SUPPLIED PASSAGE section start

On June 5, 1960, Kermit Speer and Keith Beaird founded Rural King Supply in Mattoon. The original store was started in a former implement building of 7,200 square feet.

The company started with two employees, besides the owners. In 1963, an addition to the main building was added. In 1966, a warehouse was built, and in 1970, a second addition was added to the store.

A new building was finished and opened in September 1976. In 1999, a new store, warehouse and corporate office consisting of 210,000 square feet was opened across the highway from the old store. The old store and warehouse were donated to the Catholic Charities.

In 2003, a 94,000-square-foot addition was added to the warehouse. In 2007, another 96,000 square feet were added to the warehouse. In 2010, a third warehouse expansion was started that will add 104,000 square feet.

In 1962, Speer and Beaird opened another store in Paris, Illinois.

The Vandalia, Illinois, Rural King was opened in 1966 in an old building on U.S. Highway 40 East. A new Rural King was built in November 1973 on Van Tran Avenue, which has been renamed Veterans Avenue. An addition to that building was completed in 1983.

In 1979, Gary Melvin, nephew of Kermit Speer, purchased an interest in Rural King. Gary began his career working in the store, learning the products and serving customers.

Bruce Speer, nephew of Kermit Speer, purchased an interest in Rural King in 1982, with the opening of the Litchfield, Ill., store. Bruce began his career as the manager of the Litchfield store. In 1985, he and his family moved to Terre Haute, Ind., where he opened and managed that store for five years. In 1990, Bruce moved to the Mattoon corporate office to help with purchasing and expansion of the Rural King stores.

In December 2015, Rural King announced they had reached, for the first time, $1 billion in total sales.

In 2017, Rural King purchased the Cross County Mall in Mattoon, Illinois. In July 2018, Rural King finalized their plans for the mall and decided to move the Mattoon Rural King store location into the former Sears space to drive more traffic to the mall and other businesses in the area. The location opened January 16, 2019. The previous facility, located at 4216 Dewitt Avenue, will continue to serve as a distribution center, and the headquarters will be expanded into the current Rural King store space.

SUPPLIED PASSAGE section end

→ **PROBLEM DESCRIPTION**: Print the Rural King history word for word from "In 2003, a 94,000-square-foot" to "completed in 1983.".

INFORMATION section start

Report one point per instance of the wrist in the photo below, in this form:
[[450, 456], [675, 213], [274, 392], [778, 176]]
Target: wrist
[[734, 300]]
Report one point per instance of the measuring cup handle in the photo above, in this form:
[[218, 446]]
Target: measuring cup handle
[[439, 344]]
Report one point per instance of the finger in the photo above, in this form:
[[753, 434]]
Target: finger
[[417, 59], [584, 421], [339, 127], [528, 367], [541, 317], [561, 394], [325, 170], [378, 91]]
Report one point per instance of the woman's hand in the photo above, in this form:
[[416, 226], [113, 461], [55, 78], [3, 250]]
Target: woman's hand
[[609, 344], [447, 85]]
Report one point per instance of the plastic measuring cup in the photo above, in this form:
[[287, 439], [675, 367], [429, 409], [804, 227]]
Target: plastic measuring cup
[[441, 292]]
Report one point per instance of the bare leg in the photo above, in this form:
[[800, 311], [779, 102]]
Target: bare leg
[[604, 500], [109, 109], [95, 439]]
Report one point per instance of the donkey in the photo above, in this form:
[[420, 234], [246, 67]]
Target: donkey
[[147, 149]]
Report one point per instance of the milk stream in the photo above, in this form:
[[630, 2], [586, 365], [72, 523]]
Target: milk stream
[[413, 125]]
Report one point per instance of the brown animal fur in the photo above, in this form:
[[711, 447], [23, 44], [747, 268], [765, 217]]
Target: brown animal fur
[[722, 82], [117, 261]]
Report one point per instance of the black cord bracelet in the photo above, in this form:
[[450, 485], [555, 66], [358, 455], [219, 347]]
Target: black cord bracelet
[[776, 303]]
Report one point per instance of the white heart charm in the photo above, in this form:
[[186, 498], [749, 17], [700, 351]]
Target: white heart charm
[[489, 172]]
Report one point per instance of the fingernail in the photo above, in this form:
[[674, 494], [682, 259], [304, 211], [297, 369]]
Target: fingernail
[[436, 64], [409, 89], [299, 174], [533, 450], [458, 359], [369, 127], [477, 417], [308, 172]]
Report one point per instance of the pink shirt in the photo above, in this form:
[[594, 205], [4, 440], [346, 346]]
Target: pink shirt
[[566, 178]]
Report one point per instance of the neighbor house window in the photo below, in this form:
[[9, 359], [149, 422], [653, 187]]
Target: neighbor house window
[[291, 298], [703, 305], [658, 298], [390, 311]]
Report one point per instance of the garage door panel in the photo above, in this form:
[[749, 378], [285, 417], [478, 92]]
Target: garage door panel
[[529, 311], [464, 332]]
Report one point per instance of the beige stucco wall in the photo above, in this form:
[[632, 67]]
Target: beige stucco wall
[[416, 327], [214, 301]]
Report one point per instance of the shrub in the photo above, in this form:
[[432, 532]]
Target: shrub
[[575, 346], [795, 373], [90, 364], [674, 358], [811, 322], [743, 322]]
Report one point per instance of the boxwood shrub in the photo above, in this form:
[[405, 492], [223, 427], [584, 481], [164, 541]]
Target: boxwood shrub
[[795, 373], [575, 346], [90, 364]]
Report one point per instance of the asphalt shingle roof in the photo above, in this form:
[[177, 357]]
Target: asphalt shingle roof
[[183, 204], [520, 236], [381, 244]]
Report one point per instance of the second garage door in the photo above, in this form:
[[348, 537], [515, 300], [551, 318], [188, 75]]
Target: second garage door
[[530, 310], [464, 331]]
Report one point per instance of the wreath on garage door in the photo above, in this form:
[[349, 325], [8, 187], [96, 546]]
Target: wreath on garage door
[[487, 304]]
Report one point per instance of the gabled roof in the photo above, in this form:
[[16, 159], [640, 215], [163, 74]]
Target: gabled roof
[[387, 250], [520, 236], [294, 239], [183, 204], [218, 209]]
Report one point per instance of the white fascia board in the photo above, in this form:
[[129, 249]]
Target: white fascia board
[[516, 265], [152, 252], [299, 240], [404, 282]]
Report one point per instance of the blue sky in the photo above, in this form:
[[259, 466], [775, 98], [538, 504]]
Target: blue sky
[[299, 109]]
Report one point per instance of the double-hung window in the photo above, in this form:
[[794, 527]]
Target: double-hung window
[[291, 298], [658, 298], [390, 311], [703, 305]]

INFORMATION section end

→ **WRITTEN ANSWER**:
In 2003, a 94,000-square-foot addition was added to the warehouse. In 2007, another 96,000 square feet were added to the warehouse. In 2010, a third warehouse expansion was started that will add 104,000 square feet.

In 1962, Speer and Beaird opened another store in Paris, Illinois.

The Vandalia, Illinois, Rural King was opened in 1966 in an old building on U.S. Highway 40 East. A new Rural King was built in November 1973 on Van Tran Avenue, which has been renamed Veterans Avenue. An addition to that building was completed in 1983.